● Stated task 1
Quote the Dilbert quotes list below from "1. As of tomorrow, employees" up to and including "in two weeks.".

● Source excerpt
= = = =

A magazine recently ran a "Dilbert quotes" contest. They were looking for
people to submit quotes from their real life Dilbert-type managers. Here are
some of the submittals...
1. As of tomorrow, employees will only be able to access the building using
individual security cards. Pictures will be taken next Wednesday and
employees will receive their cards in two weeks.
2. What I need is a list of specific unknown problems we will encounter.
3. E-mail is not to be used to pass on information or data. It should be
used only for company business.
4. This project is so important, we can't let things that are more important
interfere with it.
5. Doing it right is no excuse for not meeting the schedule. No one will
believe you solved this problem in one day! We've been working on it for
months. Now, go act busy for a few weeks and I'll let you know when it's
time to tell them.
6. My Boss spent the entire weekend retyping a 25-page proposal that only
needed corrections. She claims the disk I gave her was damaged and she
couldn't edit it. The disk I gave her was write-protected.
7. Quote from the Boss: "Teamwork is a lot of people doing what *I* say."
8. "How About Friday?" My sister passed away and her funeral was scheduled
for Monday. When I told my Boss, he said she died so that I would have to
miss work on the busiest day of the year. He then asked if we could change
her burial to Friday. He said, "That would be better for me."
9. "We know that communication is a problem, but the company is not going to
discuss it with the employees."
10. We recently received a memo from senior management saying: "This is to
inform you that a memo will be issued today regarding the subject mentioned
above."
11. One day my Boss asked me to submit a status report to him concerning a
project I was working on. I asked him if tomorrow would be soon enough. He
said "If I wanted it tomorrow, I would have waited until tomorrow to ask for
it!"
12. Speaking the Same Language: As director of communications I was asked to
prepare a memo reviewing our company's training programs and materials. In
the body of the memo one of the sentences mentioned the "pedagogical
approach"

= = = =

● Excerpted records
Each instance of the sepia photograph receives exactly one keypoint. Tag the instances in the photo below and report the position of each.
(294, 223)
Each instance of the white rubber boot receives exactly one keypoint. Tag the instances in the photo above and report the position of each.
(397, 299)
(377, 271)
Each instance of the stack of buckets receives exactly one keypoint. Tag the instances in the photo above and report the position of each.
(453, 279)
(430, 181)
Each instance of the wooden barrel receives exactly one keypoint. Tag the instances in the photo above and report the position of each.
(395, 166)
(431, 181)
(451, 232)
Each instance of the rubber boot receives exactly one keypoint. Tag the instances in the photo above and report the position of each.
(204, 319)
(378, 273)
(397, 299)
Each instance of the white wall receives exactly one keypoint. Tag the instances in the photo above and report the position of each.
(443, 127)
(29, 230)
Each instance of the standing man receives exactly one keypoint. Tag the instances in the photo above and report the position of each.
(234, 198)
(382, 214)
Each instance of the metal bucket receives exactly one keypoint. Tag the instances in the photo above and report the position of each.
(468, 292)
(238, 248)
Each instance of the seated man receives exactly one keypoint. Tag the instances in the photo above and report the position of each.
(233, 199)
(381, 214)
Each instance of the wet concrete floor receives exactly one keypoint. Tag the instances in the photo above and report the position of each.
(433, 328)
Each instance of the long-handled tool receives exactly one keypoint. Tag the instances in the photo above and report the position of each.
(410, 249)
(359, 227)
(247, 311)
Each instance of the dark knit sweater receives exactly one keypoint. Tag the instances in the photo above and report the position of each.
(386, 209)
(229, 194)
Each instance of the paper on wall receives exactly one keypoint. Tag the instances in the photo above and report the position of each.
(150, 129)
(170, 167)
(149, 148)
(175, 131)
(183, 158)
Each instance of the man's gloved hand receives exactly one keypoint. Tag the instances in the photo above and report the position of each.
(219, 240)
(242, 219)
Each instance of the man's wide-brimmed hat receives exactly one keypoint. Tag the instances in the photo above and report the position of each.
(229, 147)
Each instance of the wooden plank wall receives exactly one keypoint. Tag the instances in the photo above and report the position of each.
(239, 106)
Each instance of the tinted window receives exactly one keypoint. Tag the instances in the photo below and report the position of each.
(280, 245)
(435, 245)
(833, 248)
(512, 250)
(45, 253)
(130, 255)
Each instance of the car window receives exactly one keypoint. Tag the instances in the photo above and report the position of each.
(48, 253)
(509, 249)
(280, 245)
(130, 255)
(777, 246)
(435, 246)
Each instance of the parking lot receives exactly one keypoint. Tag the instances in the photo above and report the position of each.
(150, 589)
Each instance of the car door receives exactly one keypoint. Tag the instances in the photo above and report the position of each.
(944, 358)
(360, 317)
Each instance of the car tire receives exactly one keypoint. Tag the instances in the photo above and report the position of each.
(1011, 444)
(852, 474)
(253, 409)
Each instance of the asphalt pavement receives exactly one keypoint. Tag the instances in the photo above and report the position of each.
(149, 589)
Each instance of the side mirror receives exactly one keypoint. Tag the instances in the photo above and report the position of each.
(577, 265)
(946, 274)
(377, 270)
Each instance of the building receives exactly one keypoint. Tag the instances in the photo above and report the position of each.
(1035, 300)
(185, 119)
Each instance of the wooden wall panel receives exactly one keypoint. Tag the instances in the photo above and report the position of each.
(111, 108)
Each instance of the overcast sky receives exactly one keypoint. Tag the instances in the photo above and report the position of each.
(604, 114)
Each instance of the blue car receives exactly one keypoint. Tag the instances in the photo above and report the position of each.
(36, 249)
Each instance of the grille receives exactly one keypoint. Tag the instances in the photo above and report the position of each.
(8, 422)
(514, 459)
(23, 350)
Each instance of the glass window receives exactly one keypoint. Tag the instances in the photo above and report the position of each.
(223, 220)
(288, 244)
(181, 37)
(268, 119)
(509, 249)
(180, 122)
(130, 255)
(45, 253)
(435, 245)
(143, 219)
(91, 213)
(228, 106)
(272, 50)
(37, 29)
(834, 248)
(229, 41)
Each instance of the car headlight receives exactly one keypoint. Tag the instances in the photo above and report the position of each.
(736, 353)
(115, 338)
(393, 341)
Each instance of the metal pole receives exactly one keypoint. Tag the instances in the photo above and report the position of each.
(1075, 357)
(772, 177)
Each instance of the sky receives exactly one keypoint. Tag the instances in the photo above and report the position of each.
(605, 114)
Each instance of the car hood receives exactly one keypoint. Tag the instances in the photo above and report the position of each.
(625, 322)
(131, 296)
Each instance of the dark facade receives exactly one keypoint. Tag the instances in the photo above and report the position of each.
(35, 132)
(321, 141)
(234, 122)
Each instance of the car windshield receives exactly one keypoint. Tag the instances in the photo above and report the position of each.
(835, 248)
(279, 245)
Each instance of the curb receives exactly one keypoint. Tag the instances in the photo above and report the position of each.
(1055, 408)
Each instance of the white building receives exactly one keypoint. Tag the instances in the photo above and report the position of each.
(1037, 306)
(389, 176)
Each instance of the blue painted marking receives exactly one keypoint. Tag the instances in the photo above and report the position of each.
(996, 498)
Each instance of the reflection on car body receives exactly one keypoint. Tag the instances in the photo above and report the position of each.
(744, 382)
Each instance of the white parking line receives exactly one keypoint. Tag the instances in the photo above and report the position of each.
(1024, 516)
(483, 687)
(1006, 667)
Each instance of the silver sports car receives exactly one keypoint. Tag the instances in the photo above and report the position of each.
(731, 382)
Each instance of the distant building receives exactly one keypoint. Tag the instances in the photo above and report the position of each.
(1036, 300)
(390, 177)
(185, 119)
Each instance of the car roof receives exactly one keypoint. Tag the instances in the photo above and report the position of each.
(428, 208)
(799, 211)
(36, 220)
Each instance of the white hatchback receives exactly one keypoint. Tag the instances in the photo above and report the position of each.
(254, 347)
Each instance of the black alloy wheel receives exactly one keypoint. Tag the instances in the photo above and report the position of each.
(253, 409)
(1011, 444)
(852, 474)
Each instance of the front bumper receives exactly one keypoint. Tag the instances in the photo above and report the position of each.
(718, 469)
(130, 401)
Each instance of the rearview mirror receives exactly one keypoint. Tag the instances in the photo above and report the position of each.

= = = =

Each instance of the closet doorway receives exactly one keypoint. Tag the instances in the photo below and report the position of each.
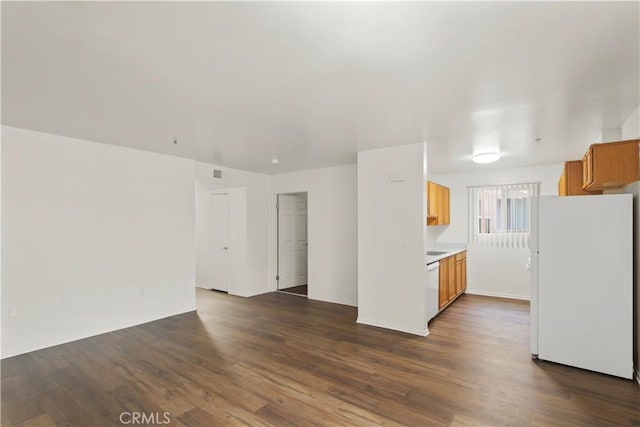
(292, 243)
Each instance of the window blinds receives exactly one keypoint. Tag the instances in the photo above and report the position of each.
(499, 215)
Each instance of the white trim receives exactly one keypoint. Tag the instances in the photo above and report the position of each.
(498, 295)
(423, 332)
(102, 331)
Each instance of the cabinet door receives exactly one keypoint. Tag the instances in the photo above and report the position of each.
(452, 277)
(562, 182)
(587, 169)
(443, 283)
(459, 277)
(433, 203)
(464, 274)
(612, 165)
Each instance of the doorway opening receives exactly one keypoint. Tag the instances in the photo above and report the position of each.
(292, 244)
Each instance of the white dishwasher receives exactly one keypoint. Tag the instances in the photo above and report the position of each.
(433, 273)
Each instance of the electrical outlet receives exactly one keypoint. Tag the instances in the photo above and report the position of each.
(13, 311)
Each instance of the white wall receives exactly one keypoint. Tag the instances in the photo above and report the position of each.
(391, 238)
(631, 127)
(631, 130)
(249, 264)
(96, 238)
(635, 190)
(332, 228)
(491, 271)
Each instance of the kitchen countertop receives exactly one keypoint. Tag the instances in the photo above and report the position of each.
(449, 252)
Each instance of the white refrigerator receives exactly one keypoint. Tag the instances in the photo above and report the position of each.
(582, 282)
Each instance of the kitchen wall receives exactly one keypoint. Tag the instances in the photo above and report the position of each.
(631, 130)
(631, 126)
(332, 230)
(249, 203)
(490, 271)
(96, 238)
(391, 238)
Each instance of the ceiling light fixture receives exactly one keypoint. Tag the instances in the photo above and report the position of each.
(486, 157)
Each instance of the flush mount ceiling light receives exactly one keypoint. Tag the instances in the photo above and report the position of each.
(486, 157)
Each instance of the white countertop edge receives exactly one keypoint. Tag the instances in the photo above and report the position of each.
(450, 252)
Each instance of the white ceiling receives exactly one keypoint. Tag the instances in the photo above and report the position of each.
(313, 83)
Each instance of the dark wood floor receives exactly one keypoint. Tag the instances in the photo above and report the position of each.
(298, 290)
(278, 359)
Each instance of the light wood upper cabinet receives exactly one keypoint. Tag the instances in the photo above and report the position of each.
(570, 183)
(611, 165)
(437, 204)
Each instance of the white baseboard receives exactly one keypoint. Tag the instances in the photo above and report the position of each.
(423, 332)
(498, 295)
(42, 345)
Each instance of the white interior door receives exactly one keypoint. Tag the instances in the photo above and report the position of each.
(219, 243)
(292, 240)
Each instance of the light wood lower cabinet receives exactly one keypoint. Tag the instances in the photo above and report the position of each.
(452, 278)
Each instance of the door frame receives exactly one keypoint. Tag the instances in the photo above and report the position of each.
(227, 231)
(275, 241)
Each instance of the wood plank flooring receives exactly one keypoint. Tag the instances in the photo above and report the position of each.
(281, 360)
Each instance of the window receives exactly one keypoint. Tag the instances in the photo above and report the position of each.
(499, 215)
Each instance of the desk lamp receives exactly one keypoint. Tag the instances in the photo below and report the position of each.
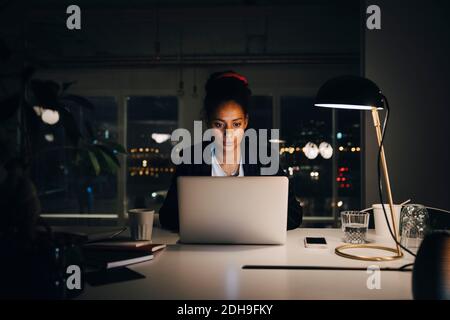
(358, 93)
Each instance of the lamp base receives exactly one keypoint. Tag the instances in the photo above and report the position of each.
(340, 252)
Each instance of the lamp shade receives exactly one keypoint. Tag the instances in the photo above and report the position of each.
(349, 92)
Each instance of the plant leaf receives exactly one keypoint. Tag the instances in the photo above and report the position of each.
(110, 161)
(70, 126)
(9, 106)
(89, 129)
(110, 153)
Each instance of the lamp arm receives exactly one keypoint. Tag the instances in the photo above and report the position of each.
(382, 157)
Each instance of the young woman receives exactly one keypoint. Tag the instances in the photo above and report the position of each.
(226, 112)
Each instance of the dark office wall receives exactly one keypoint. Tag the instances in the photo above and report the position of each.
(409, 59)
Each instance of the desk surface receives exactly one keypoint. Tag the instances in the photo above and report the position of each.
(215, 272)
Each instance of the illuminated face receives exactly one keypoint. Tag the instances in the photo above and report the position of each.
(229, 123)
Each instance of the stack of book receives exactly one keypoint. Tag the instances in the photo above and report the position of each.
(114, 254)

= = = =

● Stated task 2
Find every line of the rows above that contains the string "countertop" and copy each one out.

● Solution 1
1. As of tomorrow, employees will only be able to access the building using
individual security cards. Pictures will be taken next Wednesday and
employees will receive their cards in two weeks.

● Solution 2
Each instance of the kitchen countertop receives exactly one keypoint. Tag the instances in the photo above and report the position of each.
Each instance of the white countertop edge receives exactly one keypoint. Tag the instances in the photo above and report the position of each.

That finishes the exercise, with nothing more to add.